─── Data provided ───
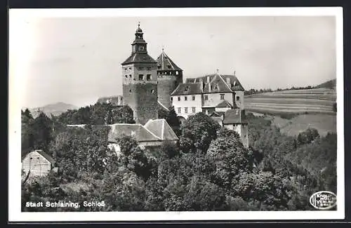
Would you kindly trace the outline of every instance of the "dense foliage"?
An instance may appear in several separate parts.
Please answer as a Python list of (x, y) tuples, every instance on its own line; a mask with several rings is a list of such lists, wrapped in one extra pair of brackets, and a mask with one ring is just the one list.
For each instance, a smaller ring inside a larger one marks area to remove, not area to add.
[[(336, 191), (336, 135), (320, 137), (308, 129), (298, 139), (282, 134), (263, 117), (248, 119), (249, 148), (236, 132), (199, 113), (182, 126), (179, 147), (165, 142), (143, 149), (125, 136), (117, 139), (117, 154), (108, 147), (107, 127), (67, 128), (53, 118), (46, 148), (58, 171), (22, 185), (22, 210), (313, 210), (312, 193)], [(48, 126), (46, 119), (35, 123)], [(34, 120), (23, 112), (22, 121)], [(81, 207), (24, 206), (60, 200)], [(86, 201), (105, 206), (82, 206)]]

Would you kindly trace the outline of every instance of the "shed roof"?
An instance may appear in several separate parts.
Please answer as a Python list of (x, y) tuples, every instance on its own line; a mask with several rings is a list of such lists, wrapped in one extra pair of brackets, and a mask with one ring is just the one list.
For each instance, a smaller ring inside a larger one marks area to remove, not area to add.
[(123, 135), (135, 137), (138, 142), (159, 141), (160, 138), (140, 123), (114, 123), (108, 133), (108, 141), (116, 142), (116, 138)]

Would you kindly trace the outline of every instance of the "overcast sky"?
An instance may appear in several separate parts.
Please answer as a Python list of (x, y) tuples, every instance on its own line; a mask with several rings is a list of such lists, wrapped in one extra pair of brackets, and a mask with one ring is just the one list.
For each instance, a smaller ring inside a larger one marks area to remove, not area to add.
[(121, 95), (121, 63), (131, 53), (138, 21), (149, 55), (156, 59), (164, 46), (184, 78), (235, 69), (245, 89), (336, 78), (331, 16), (27, 19), (10, 21), (10, 62), (22, 69), (22, 107), (81, 107)]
───
_Task instructions_
Reproduce the records from the start up to and including the line containing "206), (82, 206)]]", requests included, and shift every x and y coordinate in the answers by -8. Leave the pictures out.

_Task response_
Would you kindly trace the outline of every instance of the "dense foliage"?
An instance may appear in several separate parts.
Please answer as a Python list of (x, y) tuples, every instance on its own line; a mask with several rings is a list of such lists, wrapped in one extra pair of brackets, and a mask with one ring is just the one list.
For each instance, a smaller ring inside a larger one marks area to remove, not area to add.
[[(328, 183), (328, 127), (312, 129), (300, 121), (290, 131), (274, 126), (255, 109), (240, 111), (241, 140), (228, 124), (191, 105), (174, 118), (171, 139), (157, 134), (135, 141), (117, 128), (109, 131), (109, 146), (100, 139), (99, 119), (59, 120), (45, 110), (38, 140), (50, 163), (14, 177), (14, 202), (305, 202), (304, 185)], [(40, 118), (38, 111), (27, 115)], [(26, 112), (15, 104), (14, 113)], [(73, 199), (16, 198), (52, 192)], [(78, 193), (97, 198), (74, 198)]]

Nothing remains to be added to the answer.